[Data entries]
+===+

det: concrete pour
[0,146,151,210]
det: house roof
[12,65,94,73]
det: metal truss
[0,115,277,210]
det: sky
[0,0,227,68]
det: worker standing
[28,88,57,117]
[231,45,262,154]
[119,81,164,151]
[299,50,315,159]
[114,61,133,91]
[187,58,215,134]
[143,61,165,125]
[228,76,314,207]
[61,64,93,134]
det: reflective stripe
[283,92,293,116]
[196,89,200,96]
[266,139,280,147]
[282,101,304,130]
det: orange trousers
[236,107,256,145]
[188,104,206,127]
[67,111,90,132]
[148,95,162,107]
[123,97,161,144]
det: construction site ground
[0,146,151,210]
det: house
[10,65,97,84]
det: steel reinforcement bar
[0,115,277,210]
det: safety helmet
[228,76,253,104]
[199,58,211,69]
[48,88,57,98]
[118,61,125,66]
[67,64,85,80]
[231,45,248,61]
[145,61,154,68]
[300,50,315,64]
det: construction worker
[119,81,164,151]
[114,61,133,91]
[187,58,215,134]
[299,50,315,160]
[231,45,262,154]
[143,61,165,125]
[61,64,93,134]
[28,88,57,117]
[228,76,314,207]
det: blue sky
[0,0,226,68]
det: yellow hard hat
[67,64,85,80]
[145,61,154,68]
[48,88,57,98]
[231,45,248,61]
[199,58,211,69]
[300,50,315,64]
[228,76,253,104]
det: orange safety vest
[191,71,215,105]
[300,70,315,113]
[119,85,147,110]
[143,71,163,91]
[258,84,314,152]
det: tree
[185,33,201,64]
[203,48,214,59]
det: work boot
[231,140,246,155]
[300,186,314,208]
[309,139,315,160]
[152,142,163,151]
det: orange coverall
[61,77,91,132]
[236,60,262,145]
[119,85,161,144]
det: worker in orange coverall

+===+

*Work required*
In the listing, replace "metal truss" with "steel truss" in everything from the line containing "det: house roof" down to the line containing "[282,101,304,130]", keeping all else unchanged. Return only those lines.

*Answer to this exercise*
det: house roof
[12,65,94,73]
det: steel truss
[0,115,277,210]
det: sky
[0,0,227,68]
det: worker standing
[28,88,57,117]
[231,45,262,154]
[119,81,164,151]
[299,50,315,159]
[114,61,133,91]
[187,58,215,134]
[143,61,165,125]
[228,76,314,207]
[61,64,93,134]
det: reflective stripe
[283,92,293,116]
[196,89,200,96]
[266,139,280,147]
[282,101,304,130]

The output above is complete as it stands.